◆ Aim: Output every line of all the rows below as a JSON list of strings, one string per line, with blank lines left out. Omit the pictures.

Data items:
════════════════════

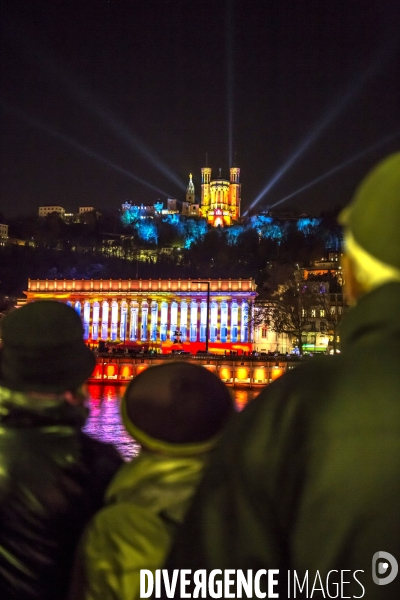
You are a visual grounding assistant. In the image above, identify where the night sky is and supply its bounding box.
[0,0,400,217]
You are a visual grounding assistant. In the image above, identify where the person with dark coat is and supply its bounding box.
[166,153,400,600]
[0,301,123,600]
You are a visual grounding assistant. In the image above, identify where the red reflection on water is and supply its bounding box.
[84,384,260,460]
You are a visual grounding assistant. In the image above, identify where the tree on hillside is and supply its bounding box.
[254,277,314,354]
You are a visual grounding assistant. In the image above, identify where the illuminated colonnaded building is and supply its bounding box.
[25,279,256,353]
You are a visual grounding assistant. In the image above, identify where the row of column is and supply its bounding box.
[69,300,249,343]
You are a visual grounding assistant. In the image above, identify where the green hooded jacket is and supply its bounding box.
[167,283,400,600]
[71,451,205,600]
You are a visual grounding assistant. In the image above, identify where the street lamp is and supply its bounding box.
[193,281,211,352]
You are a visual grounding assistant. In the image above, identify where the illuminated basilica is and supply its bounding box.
[182,166,241,227]
[25,279,256,353]
[200,166,241,227]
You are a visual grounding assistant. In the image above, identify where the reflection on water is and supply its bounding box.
[84,384,259,460]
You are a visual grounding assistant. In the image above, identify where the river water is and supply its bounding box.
[84,384,259,460]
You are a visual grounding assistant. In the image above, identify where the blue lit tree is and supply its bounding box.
[153,201,164,215]
[297,217,321,235]
[121,204,140,227]
[134,219,158,244]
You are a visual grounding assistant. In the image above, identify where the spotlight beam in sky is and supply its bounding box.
[269,129,400,208]
[226,0,233,167]
[244,41,394,215]
[3,26,186,190]
[0,100,169,197]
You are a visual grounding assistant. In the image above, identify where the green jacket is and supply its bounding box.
[167,283,400,600]
[76,451,204,600]
[0,386,123,600]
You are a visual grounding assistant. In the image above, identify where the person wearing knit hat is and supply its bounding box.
[70,362,234,600]
[164,152,400,600]
[0,300,123,600]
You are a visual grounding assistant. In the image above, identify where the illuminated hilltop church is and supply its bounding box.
[182,161,241,227]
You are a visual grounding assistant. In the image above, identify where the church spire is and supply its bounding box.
[186,173,194,204]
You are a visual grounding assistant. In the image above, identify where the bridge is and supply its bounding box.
[89,353,299,388]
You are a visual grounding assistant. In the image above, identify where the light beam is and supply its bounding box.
[270,129,400,208]
[226,0,233,167]
[3,24,186,190]
[0,100,169,197]
[243,41,397,216]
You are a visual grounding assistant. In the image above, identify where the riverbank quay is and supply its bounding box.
[89,353,302,388]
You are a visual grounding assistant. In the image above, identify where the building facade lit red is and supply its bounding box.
[25,279,256,354]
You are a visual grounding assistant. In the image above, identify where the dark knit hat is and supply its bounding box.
[1,300,96,393]
[121,362,234,454]
[339,152,400,269]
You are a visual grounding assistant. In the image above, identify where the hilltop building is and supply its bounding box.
[200,166,241,227]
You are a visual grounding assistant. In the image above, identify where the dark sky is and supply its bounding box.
[0,0,400,217]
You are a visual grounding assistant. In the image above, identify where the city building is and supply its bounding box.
[39,204,65,218]
[200,161,241,227]
[25,279,256,354]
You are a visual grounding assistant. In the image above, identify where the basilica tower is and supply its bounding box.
[229,167,242,221]
[186,173,195,204]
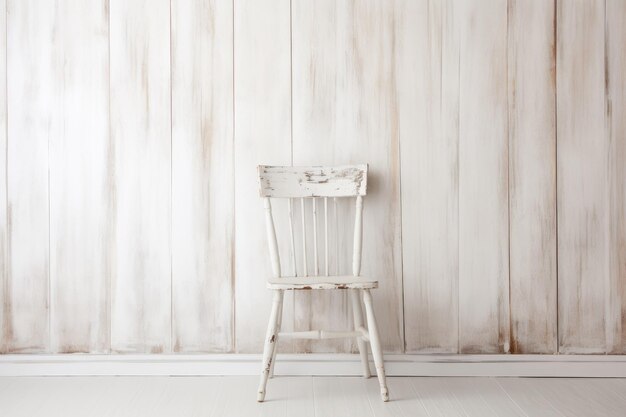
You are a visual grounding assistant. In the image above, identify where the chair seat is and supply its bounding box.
[267,275,378,290]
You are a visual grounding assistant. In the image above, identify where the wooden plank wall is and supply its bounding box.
[0,0,626,353]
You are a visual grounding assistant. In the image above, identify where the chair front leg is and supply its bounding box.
[350,290,371,378]
[363,290,389,401]
[270,295,285,378]
[257,290,283,402]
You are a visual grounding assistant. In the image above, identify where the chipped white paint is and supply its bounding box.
[267,275,378,290]
[257,165,389,401]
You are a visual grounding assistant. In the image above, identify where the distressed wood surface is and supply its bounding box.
[292,1,404,351]
[508,0,557,353]
[605,0,626,353]
[172,0,234,352]
[0,0,5,353]
[110,0,171,353]
[259,165,367,197]
[234,0,293,352]
[48,0,113,352]
[396,0,459,353]
[456,0,509,353]
[3,0,51,352]
[0,0,626,353]
[267,275,378,288]
[556,0,609,353]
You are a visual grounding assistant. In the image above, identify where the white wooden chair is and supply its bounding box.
[257,165,389,401]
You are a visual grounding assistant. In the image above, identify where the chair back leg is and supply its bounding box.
[257,290,283,402]
[363,290,389,401]
[270,295,285,378]
[350,290,371,378]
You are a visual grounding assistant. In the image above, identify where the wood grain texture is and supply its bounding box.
[0,0,10,353]
[556,0,609,353]
[292,1,404,351]
[456,0,509,353]
[259,164,367,197]
[110,0,171,353]
[508,0,557,353]
[172,0,234,352]
[396,1,459,353]
[234,0,293,352]
[47,0,113,353]
[605,0,626,353]
[3,0,51,352]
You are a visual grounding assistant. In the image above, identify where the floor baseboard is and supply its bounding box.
[0,354,626,378]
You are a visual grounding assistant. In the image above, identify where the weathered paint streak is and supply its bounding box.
[508,0,557,353]
[171,0,234,352]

════════════════════

◆ Reply:
[
  "You are a visual grounding assistant. In the image above, identify where the night sky is and supply its bounding box.",
  "[0,0,400,217]",
  "You are a visual grounding assistant. In the image above, identify where the person with dark coat is and supply its bounding box.",
  "[166,153,400,600]",
  "[0,301,123,600]",
  "You are a visual grounding assistant. In the image above, identify where the red reflection on water is and supply its bounding box.",
  "[84,384,260,460]",
  "You are a visual grounding assistant. In the image above, identify where the tree on hillside is and supply its bounding box.",
  "[254,277,314,354]",
  "You are a visual grounding assistant. In the image above, identify where the illuminated colonnaded building is and supply its bounding box.",
  "[25,279,256,353]",
  "You are a visual grounding assistant. In the image above, identify where the row of column is and supply its bounding box.",
  "[69,300,249,343]",
  "You are a visual grounding assistant. In the image above, identify where the green hooded jacket is and supply its bounding box.",
  "[167,283,400,600]",
  "[71,451,205,600]",
  "You are a visual grounding assistant. In the image above, identify where the street lamp is and supply its bounding box.",
  "[193,281,211,352]",
  "You are a visual grounding assistant. In the image above, identify where the illuminated basilica is and supply its bounding box.",
  "[182,166,241,227]",
  "[25,279,256,353]",
  "[200,166,241,227]",
  "You are a visual grounding assistant. In the image above, identify where the reflection on water is and supply its bounding box.",
  "[84,384,259,460]",
  "You are a visual grounding assistant. In the image above, identify where the river water is and supply its bounding box.",
  "[84,384,259,460]",
  "You are a visual grounding assistant. In the image above, identify where the blue lit tree is and supply its bounding box.",
  "[153,201,164,215]",
  "[297,217,321,235]",
  "[121,204,140,227]",
  "[134,219,158,244]",
  "You are a visual grounding assistant. In the image above, identify where the spotlight beam in sky is and supply its bounding box.",
  "[269,129,400,208]",
  "[226,0,233,167]",
  "[244,41,394,215]",
  "[3,26,186,190]",
  "[0,100,169,197]",
  "You are a visual grounding assistant. In the image above, identify where the green jacket is and supply its bounding box.",
  "[167,283,400,600]",
  "[76,451,204,600]",
  "[0,386,123,600]",
  "You are a visual grounding assistant. In the image above, identify where the person wearing knit hat is and supply its bounding box.",
  "[70,362,234,600]",
  "[164,152,400,600]",
  "[0,300,123,600]",
  "You are a visual grounding assistant. In the image above, identify where the illuminated hilltop church is and supply its bounding box.",
  "[182,161,241,227]",
  "You are a visual grounding assistant. In the image above, identify where the church spire is and supply its bounding box.",
  "[186,173,194,204]",
  "You are a visual grounding assistant. In the image above, identify where the bridge is and supply its bounding box.",
  "[89,353,299,388]",
  "You are a visual grounding assistant. In the image above, identify where the light beam is and supply its bounding box.",
  "[270,129,400,208]",
  "[226,0,233,167]",
  "[3,24,186,190]",
  "[0,100,169,197]",
  "[243,41,397,216]",
  "You are a visual grounding assistant. In the image above, identify where the riverbank quay is and supply its bounding box.",
  "[89,353,302,388]",
  "You are a visual grounding assistant. In the image above, identify where the building facade lit red is and supply its bounding box.",
  "[25,279,256,354]",
  "You are a visual grounding assistant. In the image above, identify where the dark knit hat is and supply its bounding box.",
  "[1,300,96,393]",
  "[121,362,234,454]",
  "[339,152,400,269]",
  "You are a visual grounding assistant. In the image above, identify where the hilltop building is and supply its bounding box.",
  "[200,166,241,227]",
  "You are a visual grounding assistant. In the image above, identify where the dark sky is and supply its bounding box.",
  "[0,0,400,217]",
  "You are a visual grounding assistant. In the image above, identify where the city building is and supply its bounding box.",
  "[39,204,65,218]",
  "[200,161,241,227]",
  "[25,279,256,354]",
  "You are a visual grounding assistant. In the image above, identify where the basilica tower is and supply its bounding box.",
  "[229,167,242,221]",
  "[186,173,195,204]",
  "You are a visual grounding assistant. In the image above, identify where the chair seat is and supply its bounding box.",
  "[267,275,378,290]",
  "You are a visual grounding assistant. In the image above, identify where the wooden plank wall is and supply its bounding box.",
  "[0,0,626,353]",
  "You are a visual grounding assistant. In the image above, identify where the chair front leg is and supply its bounding box.",
  "[350,290,371,378]",
  "[363,290,389,401]",
  "[270,295,285,378]",
  "[257,290,283,402]",
  "You are a visual grounding assistant. In the image above, identify where the chipped white paint is and supply its bounding box.",
  "[267,275,378,290]",
  "[257,165,389,401]",
  "You are a visual grounding assistant. In the image above, identify where the distressed wood surface is and supply its bounding box.",
  "[292,1,404,351]",
  "[508,0,557,353]",
  "[605,0,626,353]",
  "[172,0,234,352]",
  "[0,0,5,353]",
  "[110,0,171,353]",
  "[259,165,367,197]",
  "[234,0,293,352]",
  "[48,0,113,352]",
  "[396,0,459,353]",
  "[456,0,509,353]",
  "[3,0,51,352]",
  "[0,0,626,353]",
  "[267,275,378,288]",
  "[556,0,609,353]",
  "You are a visual grounding assistant. In the image above, identify where the white wooden chair is and supply its bounding box.",
  "[257,165,389,401]",
  "You are a visual grounding assistant. In the image above, identify where the chair back leg is and supply its bounding box.",
  "[257,290,283,402]",
  "[363,290,389,401]",
  "[270,295,285,378]",
  "[350,290,371,378]",
  "You are a visual grounding assistant. In the image above, identify where the wood grain texture is and supply its bounding box.",
  "[0,0,10,353]",
  "[556,0,609,353]",
  "[292,1,404,351]",
  "[456,0,509,353]",
  "[259,164,367,197]",
  "[110,0,171,353]",
  "[508,0,557,353]",
  "[172,0,234,352]",
  "[396,1,459,353]",
  "[234,0,293,352]",
  "[47,0,113,353]",
  "[605,0,626,353]",
  "[3,0,51,352]",
  "You are a visual grounding assistant. In the image above, identify where the floor baseboard is and supply its bounding box.",
  "[0,354,626,378]",
  "You are a visual grounding assistant. In the image above, identify where the weathered paint streak is and supply its bounding box.",
  "[508,0,557,353]",
  "[171,0,234,352]"
]